> _Texto_
________________

Así pues, desde sus orígenes griegos, la filosofía política occidental defendió la libertad y la igualdad entre todos los miembros de la comunidad política, pero al mismo tiempo justificó la dominación y la desigualdad entre unos seres humanos y otros. ¿Cómo pudo hacer compatibles ambos principios? Sencillamente, excluyendo de la comunidad política a los grupos sociales dominados y afirmando que la relación de dominio estamental sobre ellos no era una relación instituida políticamente, sino una relación derivada «naturalmente» de las diferencias hereditarias entre unos individuos y otros. En otras palabras, la comunidad política fue concebida como una comunidad de «iguales», pero la igualdad política fue entendida como una identidad natural de etnia, de sexo y de clase social. Los «iguales» lo eran porque compartían la triple condición «natural» de «patriotas, padres y patronos»: sólo quienes reunieran esa triple condición podían pertenecer a la comunidad política. Las diferencias heredadas –entre nacionales y extranjeros, entre hombres y mujeres, entre propietarios y desposeídos– eran determinantes a la hora de establecer jerarquías estamentales entre unos seres humanos y otros. Pero estas jerarquías eran consideradas «naturales», esto es, universales y necesarias, de modo que no debían ser objeto de una confrontación y una deliberación políticas. Los filósofos políticos las daban por supuestas y dedicaban toda su atención a las relaciones políticas en sentido restringido, es decir, a las relaciones entre la selecta comunidad de los «iguales».

________________

[Ítems almacenados]
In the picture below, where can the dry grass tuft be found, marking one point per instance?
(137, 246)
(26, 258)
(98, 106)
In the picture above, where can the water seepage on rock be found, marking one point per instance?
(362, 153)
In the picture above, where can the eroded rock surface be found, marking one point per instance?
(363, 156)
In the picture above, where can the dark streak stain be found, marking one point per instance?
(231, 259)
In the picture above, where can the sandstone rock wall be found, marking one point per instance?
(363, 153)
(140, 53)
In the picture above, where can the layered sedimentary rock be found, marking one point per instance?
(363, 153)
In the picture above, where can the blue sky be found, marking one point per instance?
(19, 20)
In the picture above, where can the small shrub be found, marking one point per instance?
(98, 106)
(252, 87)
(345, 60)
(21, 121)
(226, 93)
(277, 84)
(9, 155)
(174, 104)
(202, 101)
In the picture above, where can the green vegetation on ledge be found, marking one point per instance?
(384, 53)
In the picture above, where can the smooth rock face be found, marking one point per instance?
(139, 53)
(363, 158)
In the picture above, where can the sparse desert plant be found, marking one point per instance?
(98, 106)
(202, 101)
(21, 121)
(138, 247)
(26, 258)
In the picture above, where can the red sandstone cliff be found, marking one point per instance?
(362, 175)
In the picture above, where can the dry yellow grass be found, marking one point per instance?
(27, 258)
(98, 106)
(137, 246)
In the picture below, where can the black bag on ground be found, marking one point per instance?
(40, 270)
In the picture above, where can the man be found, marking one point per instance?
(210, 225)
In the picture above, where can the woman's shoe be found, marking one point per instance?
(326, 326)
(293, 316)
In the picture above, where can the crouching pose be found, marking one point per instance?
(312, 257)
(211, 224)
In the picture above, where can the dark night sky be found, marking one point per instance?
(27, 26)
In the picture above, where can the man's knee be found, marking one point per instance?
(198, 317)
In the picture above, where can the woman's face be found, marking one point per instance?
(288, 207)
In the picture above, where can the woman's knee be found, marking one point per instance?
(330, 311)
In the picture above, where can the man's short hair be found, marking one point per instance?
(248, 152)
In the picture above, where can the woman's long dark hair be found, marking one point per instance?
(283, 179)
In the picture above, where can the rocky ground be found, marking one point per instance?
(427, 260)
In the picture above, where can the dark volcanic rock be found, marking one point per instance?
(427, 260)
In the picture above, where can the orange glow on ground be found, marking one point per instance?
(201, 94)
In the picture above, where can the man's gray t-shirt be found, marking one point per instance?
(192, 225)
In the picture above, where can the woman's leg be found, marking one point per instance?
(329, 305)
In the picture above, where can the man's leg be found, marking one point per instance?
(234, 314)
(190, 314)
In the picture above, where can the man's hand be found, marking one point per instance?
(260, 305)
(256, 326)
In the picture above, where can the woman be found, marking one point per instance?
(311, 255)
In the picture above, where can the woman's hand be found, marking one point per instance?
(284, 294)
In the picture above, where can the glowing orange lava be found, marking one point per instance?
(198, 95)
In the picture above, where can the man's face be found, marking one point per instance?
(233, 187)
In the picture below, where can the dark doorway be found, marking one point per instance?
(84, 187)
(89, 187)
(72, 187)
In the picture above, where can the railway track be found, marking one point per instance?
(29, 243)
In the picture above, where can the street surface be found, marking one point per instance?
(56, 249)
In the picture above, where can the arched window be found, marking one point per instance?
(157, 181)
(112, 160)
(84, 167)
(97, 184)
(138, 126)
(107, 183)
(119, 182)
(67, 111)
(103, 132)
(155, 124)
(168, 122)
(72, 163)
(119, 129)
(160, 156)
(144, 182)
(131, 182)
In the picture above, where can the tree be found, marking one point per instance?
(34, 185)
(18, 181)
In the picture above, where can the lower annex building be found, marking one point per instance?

________________

> _Objetivo del ejercicio_
Continúa el texto sobre la filosofía política occidental a partir de su última oración. Los ítems no hacen falta para nada.

> _Resultado obtenido_
En resumen, el doble uso del término «política», tal y como fue formulado por la filosofía política desde Platón hasta Hegel, tuvo tres importantes consecuencias en la teoría y la práctica políticas de Occidente: en primer lugar, las sociedades tribales o sin Estado, a las que se llamó «bárbaras», «salvajes», «primitivas» o «prehistóricas», fueron consideradas como sociedades no políticas o pre-políticas, y, por tanto, como sociedades infrahumanas o no del todo humanas, dado que vivían todavía en «estado de naturaleza» y debían ser «civilizadas» por los Estados europeos; en segundo lugar, tanto las relaciones de explotación económica entre poseedores y desposeídos, como las relaciones de dominación patriarcal entre hombres y mujeres, no pertenecían al campo de lo político, sino que estaban regidas por unas «leyes naturales» eternas e inviolables, por lo que quedaban excluidos de la ciudadanía no sólo los «salvajes» no europeos, sino también los trabajadores y las mujeres de las naciones europeas; por último, las actividades relacionadas con la producción y la transmisión del universo simbólico –la filosofía grecolatina, la religión judeocristiana y la tecnociencia moderna– también se consideraron ajenas al campo de lo político, por lo que la autoridad de esos saberes expertos, encargados de decir la verdad acerca del mundo y de los propios seres humanos, esto es, acerca de las «leyes naturales» que rigen inexorablemente nuestra existencia, había de ser acatada sin discusión alguna.